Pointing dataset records
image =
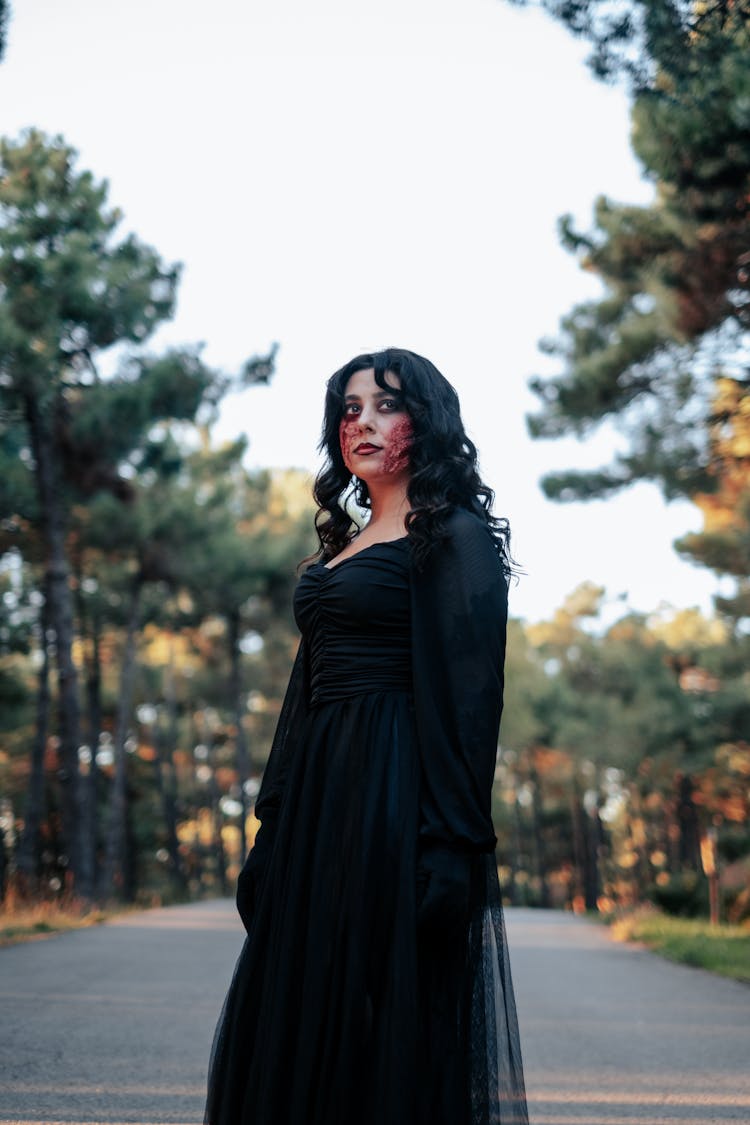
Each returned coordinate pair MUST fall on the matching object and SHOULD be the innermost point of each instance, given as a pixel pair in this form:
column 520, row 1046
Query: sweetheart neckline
column 362, row 550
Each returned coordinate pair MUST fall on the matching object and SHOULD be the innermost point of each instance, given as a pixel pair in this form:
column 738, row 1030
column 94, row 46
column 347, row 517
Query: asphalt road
column 114, row 1024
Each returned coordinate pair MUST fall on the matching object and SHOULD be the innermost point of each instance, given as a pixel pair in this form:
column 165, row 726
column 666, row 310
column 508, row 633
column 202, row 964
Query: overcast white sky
column 345, row 174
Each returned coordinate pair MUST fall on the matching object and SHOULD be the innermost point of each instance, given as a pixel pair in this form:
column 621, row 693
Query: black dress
column 366, row 993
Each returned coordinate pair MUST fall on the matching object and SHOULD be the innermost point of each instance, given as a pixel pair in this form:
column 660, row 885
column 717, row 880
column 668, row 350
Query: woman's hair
column 442, row 459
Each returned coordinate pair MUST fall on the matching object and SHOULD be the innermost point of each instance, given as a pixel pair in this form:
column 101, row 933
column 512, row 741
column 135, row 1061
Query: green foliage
column 676, row 308
column 723, row 950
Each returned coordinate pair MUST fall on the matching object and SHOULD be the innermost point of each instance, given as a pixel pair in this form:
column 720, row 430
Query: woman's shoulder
column 463, row 522
column 467, row 538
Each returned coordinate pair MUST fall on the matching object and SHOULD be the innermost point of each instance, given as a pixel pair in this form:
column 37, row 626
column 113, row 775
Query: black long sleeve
column 459, row 614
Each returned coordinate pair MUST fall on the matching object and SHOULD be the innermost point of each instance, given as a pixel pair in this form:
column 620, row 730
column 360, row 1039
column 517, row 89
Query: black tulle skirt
column 340, row 1013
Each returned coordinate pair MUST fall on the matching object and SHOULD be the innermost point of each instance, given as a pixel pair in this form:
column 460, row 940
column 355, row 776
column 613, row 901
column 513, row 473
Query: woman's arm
column 268, row 804
column 459, row 613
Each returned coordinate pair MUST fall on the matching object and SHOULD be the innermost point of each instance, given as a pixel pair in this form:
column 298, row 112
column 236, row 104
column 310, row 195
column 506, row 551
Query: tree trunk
column 241, row 743
column 90, row 773
column 116, row 865
column 166, row 781
column 27, row 856
column 218, row 824
column 52, row 507
column 540, row 852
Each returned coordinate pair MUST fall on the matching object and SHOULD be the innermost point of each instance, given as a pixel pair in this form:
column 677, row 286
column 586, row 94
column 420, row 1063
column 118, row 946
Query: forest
column 146, row 574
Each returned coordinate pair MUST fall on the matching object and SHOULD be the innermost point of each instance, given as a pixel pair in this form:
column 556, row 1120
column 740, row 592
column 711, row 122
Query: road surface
column 114, row 1024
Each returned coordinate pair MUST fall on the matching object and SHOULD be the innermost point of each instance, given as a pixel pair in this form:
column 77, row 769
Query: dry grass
column 21, row 920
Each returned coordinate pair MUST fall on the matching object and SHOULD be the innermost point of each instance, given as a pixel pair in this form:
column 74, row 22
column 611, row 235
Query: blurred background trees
column 653, row 714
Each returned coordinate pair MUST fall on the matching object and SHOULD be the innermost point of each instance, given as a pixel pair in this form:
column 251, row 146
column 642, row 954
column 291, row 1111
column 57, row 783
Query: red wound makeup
column 349, row 437
column 396, row 453
column 394, row 440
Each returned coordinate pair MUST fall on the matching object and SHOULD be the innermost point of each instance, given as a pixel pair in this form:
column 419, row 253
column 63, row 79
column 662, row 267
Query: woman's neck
column 389, row 505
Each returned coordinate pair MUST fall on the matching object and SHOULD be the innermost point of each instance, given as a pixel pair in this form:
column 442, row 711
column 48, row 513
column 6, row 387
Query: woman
column 373, row 987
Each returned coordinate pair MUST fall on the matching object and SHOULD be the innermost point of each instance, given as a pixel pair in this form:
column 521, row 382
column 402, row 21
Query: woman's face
column 376, row 431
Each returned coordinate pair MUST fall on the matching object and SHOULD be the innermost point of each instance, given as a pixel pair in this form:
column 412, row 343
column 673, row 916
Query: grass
column 723, row 950
column 25, row 921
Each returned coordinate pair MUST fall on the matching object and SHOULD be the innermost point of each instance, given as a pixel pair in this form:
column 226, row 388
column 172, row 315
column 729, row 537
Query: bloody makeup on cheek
column 349, row 437
column 396, row 455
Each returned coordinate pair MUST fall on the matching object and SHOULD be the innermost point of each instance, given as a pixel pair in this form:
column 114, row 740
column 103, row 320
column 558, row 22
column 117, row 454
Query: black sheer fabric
column 375, row 984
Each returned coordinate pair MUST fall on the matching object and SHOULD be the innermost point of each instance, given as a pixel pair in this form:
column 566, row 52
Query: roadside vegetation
column 723, row 950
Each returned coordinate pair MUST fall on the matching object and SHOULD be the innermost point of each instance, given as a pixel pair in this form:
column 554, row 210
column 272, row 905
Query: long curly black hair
column 442, row 460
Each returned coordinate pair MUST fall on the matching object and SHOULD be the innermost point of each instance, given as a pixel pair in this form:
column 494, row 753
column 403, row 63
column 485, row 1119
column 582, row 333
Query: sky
column 349, row 174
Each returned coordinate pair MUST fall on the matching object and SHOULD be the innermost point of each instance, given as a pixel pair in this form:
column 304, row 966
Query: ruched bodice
column 357, row 618
column 345, row 1006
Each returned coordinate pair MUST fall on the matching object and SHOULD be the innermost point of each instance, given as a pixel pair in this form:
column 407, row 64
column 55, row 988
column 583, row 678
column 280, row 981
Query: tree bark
column 241, row 741
column 27, row 856
column 116, row 874
column 166, row 781
column 52, row 507
column 540, row 852
column 90, row 631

## Exercise
Select and copy every row above that contains the word "hair". Matching is case-sensitive.

## Expected output
Query: woman's hair
Query: long curly black hair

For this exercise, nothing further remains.